練習問題: 次の記録から、文字列「hair」を含む行をすべて抜き出しなさい。

資料:
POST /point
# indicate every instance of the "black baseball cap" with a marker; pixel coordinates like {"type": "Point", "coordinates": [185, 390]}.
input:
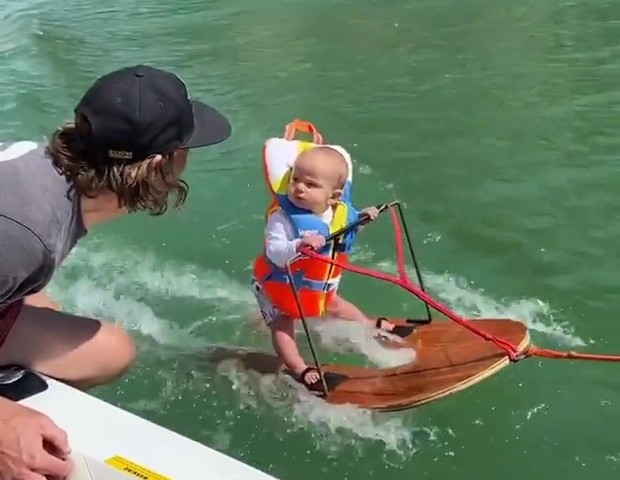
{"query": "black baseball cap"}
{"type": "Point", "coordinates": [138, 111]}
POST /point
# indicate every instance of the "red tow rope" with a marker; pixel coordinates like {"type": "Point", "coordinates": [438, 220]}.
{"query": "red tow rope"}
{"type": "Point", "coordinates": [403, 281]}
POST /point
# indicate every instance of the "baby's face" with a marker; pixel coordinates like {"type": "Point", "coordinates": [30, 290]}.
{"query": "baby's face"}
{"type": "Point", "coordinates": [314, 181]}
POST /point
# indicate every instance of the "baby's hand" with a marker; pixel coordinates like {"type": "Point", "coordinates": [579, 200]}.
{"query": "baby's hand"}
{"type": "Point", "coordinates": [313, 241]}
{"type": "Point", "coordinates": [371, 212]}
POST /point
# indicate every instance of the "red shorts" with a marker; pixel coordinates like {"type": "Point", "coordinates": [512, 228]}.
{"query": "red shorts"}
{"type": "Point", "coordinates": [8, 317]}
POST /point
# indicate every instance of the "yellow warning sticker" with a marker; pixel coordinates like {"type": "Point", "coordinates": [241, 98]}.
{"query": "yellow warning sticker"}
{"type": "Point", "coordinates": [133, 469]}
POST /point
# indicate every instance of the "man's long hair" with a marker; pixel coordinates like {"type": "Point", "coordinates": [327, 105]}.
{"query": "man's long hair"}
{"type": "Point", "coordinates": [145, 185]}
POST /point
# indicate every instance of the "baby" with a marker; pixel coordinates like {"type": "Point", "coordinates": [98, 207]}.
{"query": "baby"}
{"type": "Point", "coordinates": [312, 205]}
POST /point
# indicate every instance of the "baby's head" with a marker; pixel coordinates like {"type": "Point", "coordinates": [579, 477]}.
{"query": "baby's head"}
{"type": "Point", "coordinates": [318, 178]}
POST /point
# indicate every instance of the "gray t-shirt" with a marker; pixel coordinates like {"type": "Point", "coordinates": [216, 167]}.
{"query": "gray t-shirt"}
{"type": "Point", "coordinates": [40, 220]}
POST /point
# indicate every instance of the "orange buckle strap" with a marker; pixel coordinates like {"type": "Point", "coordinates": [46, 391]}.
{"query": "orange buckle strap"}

正答:
# indicate every instance of the "man's long hair" with a marker; pixel coordinates like {"type": "Point", "coordinates": [327, 105]}.
{"query": "man's long hair"}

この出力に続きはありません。